━━━━━ Records provided ━━━━━
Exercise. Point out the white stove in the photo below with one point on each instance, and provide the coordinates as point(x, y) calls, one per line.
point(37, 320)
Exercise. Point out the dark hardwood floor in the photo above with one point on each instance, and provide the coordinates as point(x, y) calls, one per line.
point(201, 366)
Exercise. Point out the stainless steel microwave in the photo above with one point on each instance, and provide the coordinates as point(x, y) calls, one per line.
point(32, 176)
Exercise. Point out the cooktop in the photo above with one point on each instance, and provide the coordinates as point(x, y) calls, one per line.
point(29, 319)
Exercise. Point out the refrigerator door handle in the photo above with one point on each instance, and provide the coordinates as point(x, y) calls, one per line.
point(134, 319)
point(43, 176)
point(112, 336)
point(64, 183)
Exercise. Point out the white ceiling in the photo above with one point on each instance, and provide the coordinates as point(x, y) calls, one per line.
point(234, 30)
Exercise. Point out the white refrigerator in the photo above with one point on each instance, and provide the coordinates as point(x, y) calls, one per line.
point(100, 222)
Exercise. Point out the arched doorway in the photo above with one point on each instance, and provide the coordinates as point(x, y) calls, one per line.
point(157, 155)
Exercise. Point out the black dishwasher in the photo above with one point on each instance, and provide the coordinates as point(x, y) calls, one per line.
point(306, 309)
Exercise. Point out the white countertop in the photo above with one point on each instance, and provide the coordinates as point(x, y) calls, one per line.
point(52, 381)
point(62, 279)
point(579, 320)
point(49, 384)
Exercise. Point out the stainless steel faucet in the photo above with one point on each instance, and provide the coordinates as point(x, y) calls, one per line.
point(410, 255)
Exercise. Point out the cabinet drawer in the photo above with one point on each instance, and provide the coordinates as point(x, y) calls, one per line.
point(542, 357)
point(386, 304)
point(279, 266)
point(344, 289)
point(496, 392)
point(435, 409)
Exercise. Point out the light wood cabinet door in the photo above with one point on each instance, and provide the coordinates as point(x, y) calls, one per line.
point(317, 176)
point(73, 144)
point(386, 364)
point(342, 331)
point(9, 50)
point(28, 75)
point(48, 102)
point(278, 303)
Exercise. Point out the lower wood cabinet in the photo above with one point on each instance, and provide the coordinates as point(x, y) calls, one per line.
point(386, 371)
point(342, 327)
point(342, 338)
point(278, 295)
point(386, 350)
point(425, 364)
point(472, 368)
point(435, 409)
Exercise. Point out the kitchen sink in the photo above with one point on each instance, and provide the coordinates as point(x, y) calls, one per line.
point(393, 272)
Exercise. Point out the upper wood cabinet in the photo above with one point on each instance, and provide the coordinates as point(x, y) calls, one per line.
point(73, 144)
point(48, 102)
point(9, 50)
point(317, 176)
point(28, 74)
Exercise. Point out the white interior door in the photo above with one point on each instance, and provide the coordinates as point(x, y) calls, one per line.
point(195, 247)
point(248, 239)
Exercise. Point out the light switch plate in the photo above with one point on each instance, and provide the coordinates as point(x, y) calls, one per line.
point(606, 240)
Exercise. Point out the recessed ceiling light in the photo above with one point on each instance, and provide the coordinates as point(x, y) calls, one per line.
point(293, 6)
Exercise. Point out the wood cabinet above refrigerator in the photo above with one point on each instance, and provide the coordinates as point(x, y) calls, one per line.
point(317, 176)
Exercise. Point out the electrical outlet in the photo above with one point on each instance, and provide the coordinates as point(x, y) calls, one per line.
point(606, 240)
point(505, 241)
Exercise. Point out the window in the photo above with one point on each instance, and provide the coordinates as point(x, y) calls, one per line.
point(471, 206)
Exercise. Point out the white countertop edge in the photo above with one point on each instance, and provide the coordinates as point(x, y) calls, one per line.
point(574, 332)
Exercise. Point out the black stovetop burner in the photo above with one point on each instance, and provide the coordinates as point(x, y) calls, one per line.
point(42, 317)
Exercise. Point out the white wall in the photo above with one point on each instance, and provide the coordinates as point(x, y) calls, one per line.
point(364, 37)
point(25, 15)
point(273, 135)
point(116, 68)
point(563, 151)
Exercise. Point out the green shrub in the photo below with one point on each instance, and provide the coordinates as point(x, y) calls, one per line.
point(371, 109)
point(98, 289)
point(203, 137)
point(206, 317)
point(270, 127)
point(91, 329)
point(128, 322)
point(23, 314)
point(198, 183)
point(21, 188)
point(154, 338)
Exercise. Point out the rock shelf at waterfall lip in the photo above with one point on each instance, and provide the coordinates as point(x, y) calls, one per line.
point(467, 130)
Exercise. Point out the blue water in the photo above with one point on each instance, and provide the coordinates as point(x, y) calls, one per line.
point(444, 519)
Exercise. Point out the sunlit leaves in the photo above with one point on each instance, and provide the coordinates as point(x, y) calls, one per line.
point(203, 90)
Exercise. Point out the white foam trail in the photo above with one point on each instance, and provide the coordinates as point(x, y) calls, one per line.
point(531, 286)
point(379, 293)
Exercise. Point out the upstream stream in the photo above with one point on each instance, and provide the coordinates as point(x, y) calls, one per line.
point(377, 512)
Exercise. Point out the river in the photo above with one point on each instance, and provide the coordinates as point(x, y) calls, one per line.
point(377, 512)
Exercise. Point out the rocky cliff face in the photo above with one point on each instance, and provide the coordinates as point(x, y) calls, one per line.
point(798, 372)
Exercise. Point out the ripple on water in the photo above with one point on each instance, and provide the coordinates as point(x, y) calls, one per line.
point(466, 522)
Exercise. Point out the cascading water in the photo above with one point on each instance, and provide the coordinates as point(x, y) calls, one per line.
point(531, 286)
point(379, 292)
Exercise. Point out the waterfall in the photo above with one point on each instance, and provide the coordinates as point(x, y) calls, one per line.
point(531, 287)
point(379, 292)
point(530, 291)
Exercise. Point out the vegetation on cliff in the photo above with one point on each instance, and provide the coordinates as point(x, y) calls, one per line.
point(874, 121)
━━━━━
Render the records above as a two-column CSV with the header row "text" and "answer" and one row per record. Put each record's wording and its full answer in one quoted field apiece, with line breaks replaced by spaces.

text,answer
"Exercise. Point out the white stove in the photo below with one point on each instance, and provide the coordinates as point(x, y) calls, one per line.","point(37, 320)"
"Exercise. Point out the dark hardwood floor in the photo above with one point on each instance, and provide the coordinates as point(x, y) calls, one per line.","point(201, 366)"
"Exercise. Point out the stainless steel microwave in the photo above with one point on each instance, and provide the coordinates as point(x, y) calls, one per line.","point(32, 176)"
"Exercise. Point out the cooktop in the photo above with one point on each instance, and provide the coordinates as point(x, y) calls, one per line.","point(29, 319)"
"Exercise. Point out the refrigerator door handle in the photo above with one point on each instance, and provide the coordinates as point(x, y) calls, one per line.","point(134, 319) point(43, 176) point(112, 336) point(64, 183)"
"Exercise. Point out the white ceiling in the photo above with one point on each instance, and provide the coordinates as point(x, y) calls, one per line.","point(234, 30)"
"Exercise. Point out the white refrigerator in the photo above with one point on each instance, and provide the coordinates as point(x, y) calls, one per line.","point(100, 222)"
"Exercise. Point out the arched doorway in the photo above with one point on each instance, and provide the coordinates as point(x, y) calls, one per line.","point(157, 155)"
"Exercise. Point out the black dishwasher in the photo above with one point on each instance, and provide the coordinates as point(x, y) calls, one per line.","point(306, 309)"
"Exercise. Point out the white countertop in the photo above with one point on each instance, and provide the coordinates as point(x, y) calls, one per line.","point(52, 381) point(62, 279) point(579, 320) point(49, 384)"
"Exercise. Point out the stainless steel faucet in the photo above with one point on each instance, and provide the coordinates as point(x, y) calls, one per line.","point(410, 255)"
"Exercise. Point out the cabinet drawer in the photo above with one point on each instance, and provide the coordinates as point(x, y) calls, one per line.","point(542, 357) point(386, 304) point(279, 266) point(344, 289) point(496, 392) point(435, 409)"
"Exercise. Point out the light wood cabinet door in the photo above with one point on each instance, and provide the coordinates as point(x, y) calls, one per line.","point(317, 176) point(73, 144) point(386, 364) point(342, 331) point(9, 50) point(28, 75) point(48, 102) point(278, 303)"
"Exercise. Point out the lower wood cabinet in the photo above with one point on each instance, and provide the coordinates as point(x, y) calls, one per line.","point(386, 371) point(342, 327) point(342, 338) point(278, 295) point(386, 350) point(425, 364) point(472, 368) point(435, 409)"
"Exercise. Point out the kitchen sink in the photo above with one point on each instance, and provide the coordinates as point(x, y) calls, one per line.","point(393, 272)"
"Exercise. Point out the upper wood cabinet in the photo above with one point on each instance, and provide the coordinates as point(x, y) calls, one per line.","point(73, 144) point(48, 102) point(9, 50) point(317, 176) point(28, 74)"
"Exercise. Point out the white interior door in the photo above with one point on each instance, and provide the coordinates as point(x, y) calls, one per line.","point(195, 247) point(248, 239)"
"Exercise. Point out the light switch plate in the photo above with one point on each instance, and provide the coordinates as point(x, y) calls, one per line.","point(606, 240)"
"Exercise. Point out the recessed ceiling light in the photo above with one point on each instance, and provide the coordinates as point(x, y) calls, one per line.","point(293, 6)"
"Exercise. Point out the wood cabinet above refrigerator in the photo above with one point on each instance, and provide the coordinates as point(x, y) calls, one per line.","point(317, 176)"
"Exercise. Point out the electrical outlet in the photo above with one point on each instance, and provide the coordinates as point(x, y) calls, one per line.","point(606, 240) point(505, 241)"
"Exercise. Point out the window in the photo above with one point on each instance, and provide the coordinates as point(x, y) calls, one per line.","point(471, 206)"
"Exercise. Point out the white countertop edge in the photo above with one point on each instance, and provide the coordinates as point(x, y) calls, one per line.","point(574, 332)"
"Exercise. Point out the black stovetop burner in the photo above with one point on each instance, and provide the coordinates as point(x, y) calls, one per line.","point(42, 317)"
"Exercise. Point out the white wall in the photo above with one point on each instance, and provide the coordinates as point(x, y) calls, one per line.","point(364, 37) point(25, 15) point(273, 135) point(116, 68) point(563, 151)"
"Exercise. Point out the green shrub in the photo below with one point on each instance, and provide the coordinates as point(x, y) calls, one per line.","point(371, 109) point(98, 289) point(203, 137) point(206, 317) point(270, 127) point(91, 329) point(128, 322) point(23, 314) point(198, 183) point(21, 188) point(154, 338)"
"Exercise. Point out the rock shelf at waterfall lip in the photo above with one point on each instance, and provide the coordinates as point(x, y) calls, one per line.","point(467, 130)"
"Exercise. Point out the blue water in the photo above with one point on each instance, and provide the coordinates as point(x, y) calls, one per line.","point(444, 519)"
"Exercise. Point out the sunlit leaves in the photo above with one point on each instance, and provide the coordinates as point(x, y) calls, one per line.","point(203, 90)"
"Exercise. Point out the white foam trail in the photo above with one point on each instance, and provide the coordinates as point(x, y) calls, one per line.","point(531, 286) point(379, 293)"
"Exercise. Point out the upstream stream in the photo above with one point on each instance, and provide the coordinates as point(x, y) calls, one per line.","point(377, 512)"
"Exercise. Point out the river in the photo above with one point on each instance, and provide the coordinates as point(x, y) calls, one per line.","point(377, 512)"
"Exercise. Point out the rocky cliff face in the photo above with one point on each instance, and provide the coordinates as point(x, y) calls, one per line.","point(798, 372)"
"Exercise. Point out the ripple on water in the photo above with one point on each instance, and provide the coordinates as point(x, y) calls, one per line.","point(466, 522)"
"Exercise. Point out the cascading water in the photo above with one point on each instance, and provide the coordinates as point(x, y) calls, one per line.","point(531, 286) point(379, 292)"
"Exercise. Point out the waterfall in the photo above with one point on each instance, and provide the coordinates as point(x, y) calls, one per line.","point(531, 287) point(379, 292) point(530, 291)"
"Exercise. Point out the vegetation on cliff in the photo above with one point on each instance, and provide the coordinates as point(x, y) calls, one per line.","point(874, 121)"